| To be done |
- A) According to the article about Asiya and Alexander, how many elderly citizens did the Winter Heating project warm this year?
- B) Resume the article about Asiya and Alexander, writing on from its last sentence.
── Extract ──
Providing for a Precious Elderly Couple

The Fellowship  |  December 28, 2016

Asiya and Alexander, IFCJ recipients sitting on two chairs beside each other in their home.

This year, The Fellowship‘s Winter Heating project warmed the homes of 20,651 elderly citizens across 105 Israeli cities. We focus on the elderly, offering winter heating to senior citizens who live on meager government pensions and are forced to choose between food or heating their homes.

You can help provide more elderly citizens with winter warmth this season and more! Learn more about our monthly gift program to provide ongoing assistance and share in His promise of blessings.

The Fellowship‘s Ami Farkas tells us more about an elderly couple who feels very blessed by our friends of The Fellowship this winter season!

I recently had the privilege of meeting an elderly couple in northern Israel who received The Fellowship‘s Winter Heating aid this year. As I walked into their apartment, Asiya, an 80-year-old woman from Ukraine, sat me down next to her husband Alexander, 78. Immediately, she began telling me about The Fellowship and how moved she is by the bridges we are building between Jews and Christians.

“I know you came to hear my life story and how The Fellowship‘s Winter Heating aid got us through the winter,” Asiya said. “I will get to that! However, I want to start by thanking our Christian friends. Not just for the money they donate to us, without which many of us would be in dire straits, but also for the political and moral support they give to Israel at a time, when once again, the world is turning against the Jewish people.”

Asiya does not take Christian support for granted. She knows too well what happens when anti-Semitism spreads and there are no voices to oppose it. “I was just a little Jewish girl from Kiev who knew nothing about Hitler and his wish to destroy my people when World War II broke out,” Asiya recalls. When Hitler’s army descended on Ukraine, her father and brother were immediately taken to fight in the Red Army. Asiya and her mother fled to Ural, Russia, near the border of Kazakhstan, in the former Soviet Union (FSU).

“There was a place of refuge for families whose fathers and sons were fighting in the Red Army,” Asiya recalled. They arrived by train with other families whose fathers were on the frontlines. And as they arrived, the local people began to select families they would host until the fighting subsided. “My mother and I stood in the station platform for hours, waiting for someone to adopt us. We hugged each other tightly so we would not freeze, as tears streamed down our faces.”

Word got around that five-year-old Asiya and her mother were Jewish, and so no families wanted to host them. At this time in Russia, Jews were said to be evil. They were robbers and murderers, popular gossip said, and certainly not deserving of anyone’s trust. And so the two stood on the platform for hours, crying in each other’s embrace, until late in the evening a woman named Anna finally picked them up out of pure pity.

“At first Anna didn’t trust us, and though she had a kind heart, she too fell prey to the horrible rumors and libels that had been spread about Jews for centuries,” Asiya recalled. Anna kept them in the attic and locked them in their room every night out of fear. It took a long time before Anna started to trust Asiya and her mom, no longer fearing they might steal her belongings or murder her son in the middle of the night.
───
── Record extracts ──
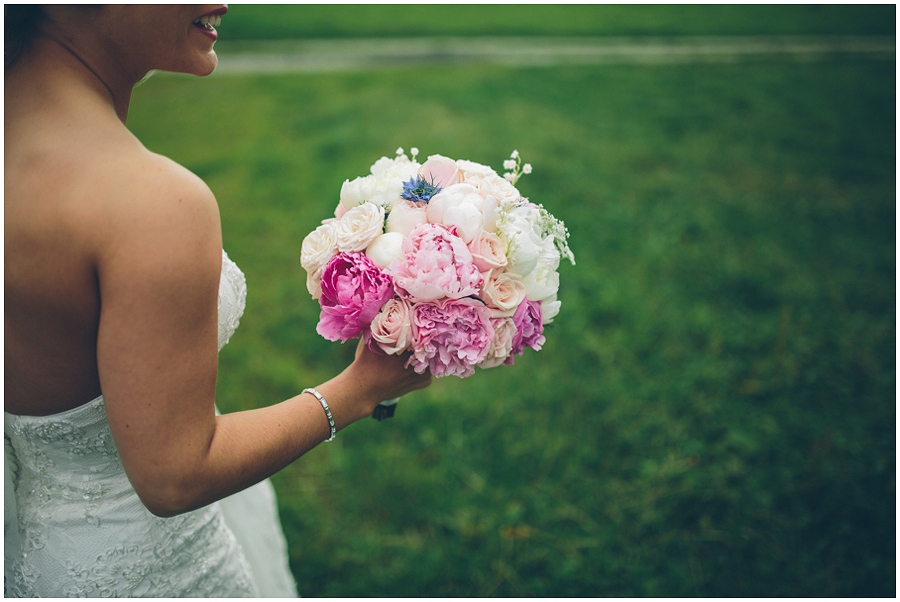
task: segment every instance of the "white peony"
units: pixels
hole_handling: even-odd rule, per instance
[[[419,173],[419,164],[410,161],[406,155],[400,155],[394,159],[382,157],[372,164],[369,171],[373,176],[385,180],[400,180],[406,182],[410,178],[415,178]]]
[[[363,203],[350,209],[334,224],[338,251],[362,251],[382,234],[384,209],[372,203]]]
[[[300,265],[306,270],[306,288],[313,299],[321,296],[325,264],[338,251],[334,224],[334,221],[322,224],[310,232],[300,245]]]
[[[404,199],[391,208],[385,232],[399,232],[403,236],[409,236],[413,228],[427,223],[428,216],[425,213],[425,207],[420,207]]]
[[[540,232],[540,217],[536,207],[523,205],[503,211],[498,220],[500,237],[506,240],[509,249],[506,269],[522,278],[537,267],[545,246]]]
[[[360,176],[354,180],[344,180],[344,184],[341,186],[341,205],[348,210],[362,205],[375,194],[376,184],[375,176]]]
[[[403,235],[387,232],[378,236],[369,244],[366,256],[381,269],[387,268],[394,260],[403,258]]]
[[[457,235],[466,244],[484,227],[484,197],[470,184],[443,189],[431,197],[426,211],[429,223],[456,226]]]
[[[541,301],[541,322],[544,324],[552,322],[553,318],[556,317],[556,314],[559,313],[559,307],[561,305],[562,301],[557,300],[556,295]]]
[[[530,301],[543,301],[559,290],[559,250],[552,236],[544,239],[534,269],[522,281]]]

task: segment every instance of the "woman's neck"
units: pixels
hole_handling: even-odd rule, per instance
[[[13,84],[9,92],[15,93],[17,84],[31,81],[42,88],[76,94],[108,106],[124,124],[131,104],[133,77],[118,68],[115,61],[104,60],[102,53],[54,33],[41,33],[32,40],[19,63],[7,71],[7,90]]]

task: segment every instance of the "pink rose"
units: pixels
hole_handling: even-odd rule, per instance
[[[388,299],[381,312],[372,320],[370,332],[365,335],[369,349],[378,349],[388,355],[400,355],[412,342],[409,322],[410,305],[403,299]]]
[[[500,237],[490,232],[482,232],[469,243],[472,261],[480,272],[506,266],[506,245]]]
[[[525,285],[512,274],[502,272],[491,273],[484,283],[484,302],[494,311],[493,317],[508,317],[525,300]]]
[[[481,368],[493,368],[506,361],[512,352],[513,338],[516,336],[516,323],[512,318],[491,318],[494,325],[494,340],[487,355],[480,364]]]
[[[407,365],[435,378],[471,376],[494,341],[491,310],[477,299],[444,299],[412,308],[413,353]]]
[[[412,302],[477,295],[484,280],[455,230],[435,224],[413,228],[389,269],[397,293]]]
[[[544,344],[544,324],[541,320],[541,302],[525,301],[513,314],[516,335],[513,337],[512,350],[504,364],[512,364],[515,355],[522,355],[526,347],[539,351]]]
[[[419,168],[419,175],[425,181],[433,183],[441,188],[453,186],[459,182],[459,170],[456,161],[443,155],[431,155]]]
[[[322,311],[316,332],[329,341],[355,338],[393,295],[390,276],[365,254],[338,253],[322,272]]]

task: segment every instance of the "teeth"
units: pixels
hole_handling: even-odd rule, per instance
[[[222,15],[209,15],[206,17],[200,17],[196,21],[194,21],[195,25],[199,25],[200,27],[208,30],[212,30],[214,27],[218,27],[222,24]]]

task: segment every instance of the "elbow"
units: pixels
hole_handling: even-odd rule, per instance
[[[132,484],[144,507],[160,518],[178,516],[210,503],[202,499],[196,483],[169,480],[165,483]]]

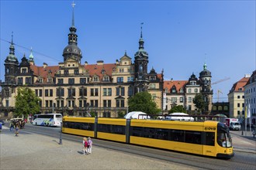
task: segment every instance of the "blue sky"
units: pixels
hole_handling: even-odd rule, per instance
[[[71,26],[72,1],[0,1],[1,79],[13,32],[19,61],[33,47],[35,63],[63,61]],[[148,70],[164,69],[166,80],[198,77],[204,62],[212,72],[216,100],[256,70],[255,1],[74,1],[74,26],[81,63],[113,63],[138,50],[140,23]],[[22,47],[26,48],[22,48]],[[38,53],[36,53],[38,52]],[[43,54],[43,55],[42,55]]]

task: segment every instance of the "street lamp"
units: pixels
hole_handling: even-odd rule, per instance
[[[62,144],[62,119],[61,121],[60,144]]]
[[[87,103],[86,107],[85,107],[85,117],[86,117],[86,114],[88,114],[90,117],[92,117],[91,114],[88,113],[89,110],[90,110],[90,104],[89,104],[89,103]]]

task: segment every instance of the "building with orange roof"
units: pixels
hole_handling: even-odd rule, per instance
[[[73,6],[74,8],[74,6]],[[73,8],[74,10],[74,8]],[[19,63],[12,42],[5,60],[5,82],[2,87],[2,114],[10,117],[15,109],[17,88],[28,87],[40,98],[40,114],[61,113],[71,116],[116,117],[128,110],[128,99],[148,91],[159,108],[162,107],[163,71],[147,71],[148,53],[144,49],[142,28],[139,49],[134,61],[126,52],[113,63],[99,60],[95,64],[81,63],[82,53],[78,46],[74,12],[69,28],[68,44],[63,50],[64,60],[56,66],[37,66],[31,49],[27,59]]]
[[[209,114],[212,110],[213,90],[211,88],[211,73],[203,66],[203,70],[198,79],[194,73],[189,80],[164,81],[164,110],[167,112],[177,105],[182,106],[189,114],[199,113],[193,99],[202,94],[206,103],[203,114]]]
[[[256,125],[256,70],[253,71],[244,88],[245,107],[251,114],[247,121],[249,123],[251,121],[251,124]],[[248,117],[248,113],[247,114]]]
[[[243,78],[233,84],[230,93],[227,94],[230,102],[230,117],[244,118],[244,86],[250,79],[250,75],[246,74]]]

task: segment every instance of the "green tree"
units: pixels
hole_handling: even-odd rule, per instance
[[[35,114],[40,112],[40,107],[39,101],[40,99],[36,96],[35,93],[29,87],[18,88],[17,96],[15,104],[15,117],[24,115],[27,117],[28,114]]]
[[[196,94],[193,99],[193,104],[199,112],[203,112],[206,108],[206,103],[203,100],[202,94]]]
[[[173,107],[170,110],[168,110],[168,114],[172,113],[187,113],[185,108],[183,107],[182,105],[178,105]]]
[[[123,111],[118,111],[118,112],[117,112],[117,114],[118,114],[118,117],[119,117],[119,118],[123,118],[123,117],[124,117],[124,115],[125,115],[125,114],[123,114]]]
[[[161,112],[156,103],[153,100],[151,94],[148,92],[136,94],[128,100],[129,112],[142,111],[147,114],[153,115]]]

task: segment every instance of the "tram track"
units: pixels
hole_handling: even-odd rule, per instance
[[[36,127],[28,125],[24,132],[34,133],[46,136],[50,136],[59,139],[60,128]],[[81,142],[81,137],[73,134],[62,134],[62,138],[74,142]],[[195,155],[192,154],[181,153],[173,151],[157,149],[154,148],[143,147],[135,144],[126,144],[119,142],[110,141],[101,139],[93,139],[94,145],[106,149],[122,151],[127,154],[140,155],[152,159],[157,159],[164,162],[173,162],[188,166],[188,168],[195,169],[248,169],[244,167],[254,167],[255,164],[246,162],[244,159],[240,161],[233,158],[230,160],[222,160],[220,158]]]

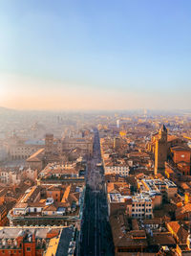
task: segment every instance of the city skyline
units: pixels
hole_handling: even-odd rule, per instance
[[[0,105],[190,109],[189,1],[0,8]]]

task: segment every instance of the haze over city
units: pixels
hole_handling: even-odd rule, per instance
[[[0,105],[190,109],[190,1],[2,1]]]

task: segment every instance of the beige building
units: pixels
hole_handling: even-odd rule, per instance
[[[93,155],[93,139],[89,138],[64,138],[62,141],[63,151],[80,149],[83,155]]]

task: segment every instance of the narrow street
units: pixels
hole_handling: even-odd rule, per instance
[[[94,156],[87,170],[87,189],[81,230],[81,256],[114,255],[114,245],[108,221],[107,198],[104,191],[98,132],[95,129]],[[97,165],[98,164],[98,165]],[[96,179],[95,176],[98,176]],[[91,180],[91,182],[89,182]],[[98,182],[97,182],[98,180]]]

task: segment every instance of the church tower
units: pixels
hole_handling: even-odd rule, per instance
[[[161,126],[155,145],[155,175],[163,171],[167,160],[167,128]]]

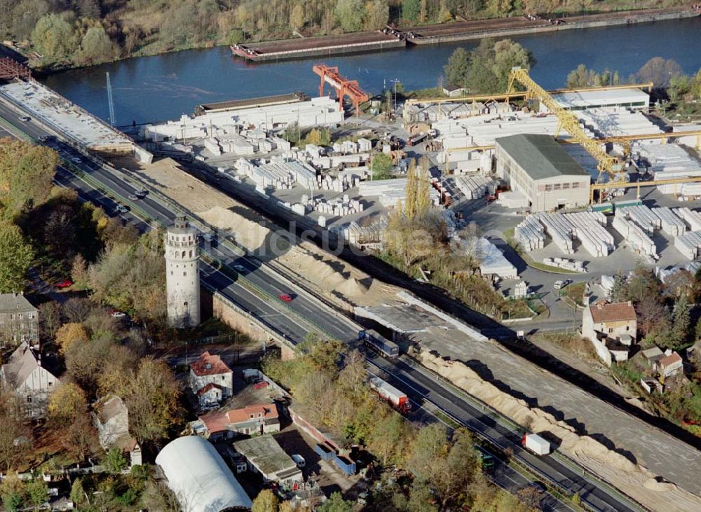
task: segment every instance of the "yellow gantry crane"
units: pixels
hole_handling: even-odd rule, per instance
[[[560,130],[566,130],[578,144],[580,144],[589,154],[596,159],[597,167],[599,169],[597,182],[601,178],[602,172],[608,174],[612,181],[625,181],[620,176],[623,169],[620,160],[618,157],[611,156],[607,153],[606,150],[601,147],[601,142],[588,137],[582,127],[580,126],[579,119],[577,116],[570,111],[560,106],[550,92],[538,85],[529,76],[527,70],[520,67],[515,67],[511,70],[509,75],[509,92],[514,90],[515,82],[518,82],[526,88],[526,99],[538,99],[557,117],[559,123],[555,130],[556,139],[559,134]]]

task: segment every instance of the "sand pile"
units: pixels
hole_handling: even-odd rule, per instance
[[[262,224],[220,206],[198,212],[197,215],[217,229],[231,231],[237,243],[250,251],[255,251],[263,245],[271,233],[271,230]]]
[[[531,408],[524,401],[498,389],[460,361],[446,361],[423,350],[416,359],[426,368],[448,379],[470,394],[533,432],[559,440],[559,450],[577,462],[646,506],[660,512],[701,510],[701,498],[665,482],[646,468],[610,450],[589,436],[580,436],[574,429],[545,411]],[[690,450],[692,448],[689,448]]]

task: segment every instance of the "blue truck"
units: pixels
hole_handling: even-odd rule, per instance
[[[358,333],[358,339],[385,357],[399,357],[399,345],[374,331],[361,331]]]

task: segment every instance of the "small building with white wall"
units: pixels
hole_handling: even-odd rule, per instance
[[[519,134],[496,144],[497,175],[528,198],[531,212],[589,204],[591,176],[550,135]]]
───
| Outputs in order |
- A) It warmed the homes of 20,651 elderly citizens across 105 Israeli cities.

- B)
It seems like many lifetimes ago, but Aisya still recalls how at the tender age of five she did not understand why all the Russian kids hated her so much. Every time she would go outside to play, the other kids would yell “Jew, Jew, dirty Jew,” and then they would kick her, spit on her, and knock her down. “I didn’t know what Jew meant. Can you believe that?” Asiya said to me with a sad voice. “Since I didn’t know Jew wasn’t a universal term, I started cursing other kids in return, saying, ‘you’re a Jew, you’re a dirty Jew.'”

Seeing the bitter sadness in her eyes as the trauma from her past began to resurface, I offered Asiya a cup of water to give her a small break. With shaking hands, she recited the traditional blessing, took a sip, and continued with her story.

“For the entire duration of the war, Anna let us stay in her home. In return, we took care of the housework, barn work, cooking, and cleaning. Although it was difficult, it saved our life.’

The war eventually ended, yet the discrimination and venomous hatred of Jews did not. Nonetheless, Asiya and her mother were no longer passive survivors. They had learned how to become fighters, and, somehow, they managed to thrive in a hostile environment.

They eventually returned to Ukraine where, against all odds and with lots of determination, Asiya received an education – and even made it all the way to university, which is a miracle, considering how Jews rarely received entry into higher education.

“I received a doctorate in Mathematics. No one believed this was possible for a Jewish girl from Ukraine, but I did it!”

Asiya eventually moved to Riga, Latvia, in the FSU, where she met her husband Alexander. The situation in Riga was better than in Ukraine and Russia. “The Latvians resented the Russians to a degree that they ignored the Jews,” Asiya explained.

Asiya became a university professor, and raised a family with Alexander. And though life was quiet and stable, they dreamed and prayed daily to return home to Zion. “The Iron Curtain placed an unmovable barrier between us and our dream to make aliyah (immigrate to Israel),” but as soon as the curtain came down, Jews began to migrate home to Israel.

Asiya’s two daughters, who now had families of their own, made their way to Israel the first chance they got. For Asiya, it was hard to give up her pension, which she worked an entire lifetime to earn. “I knew that the minute I migrated to Israel I would lose everything I worked for, including my pension. How would we survive? How would we make it?”

In the end, Asiya and Alexander decided that they would rather be poor in Israel than comfortable in another country, that there are more important things in life than money.

Currently, Asiya and Alexander live on a fixed Israeli government pension, which barely covers food, rent, or utilities.

“Unfortunately, heating became an expense we simply could not afford, and so we bundled up and learned how to live through the cold winter months,” Asiya explained. Then she turned her sad, but compassionate gaze to Alexander, who sat quietly throughout the entire interview, “but my dear husband, who has always been there for me, is not well, and I worried at the beginning of the winter that he would not make it through another cold season bundled up in our freezing apartment.”

Alexander doesn’t speak Hebrew very well, and has lost much of his memory, but his gentle, warm demeanor spoke volumes about his character. “The Fellowship‘s Winter Heating aid saved my husband’s life this winter. The cold would have destroyed his already ailing health. I cannot thank you enough. God bless The Fellowship and the donors who support people like me and Alexander.”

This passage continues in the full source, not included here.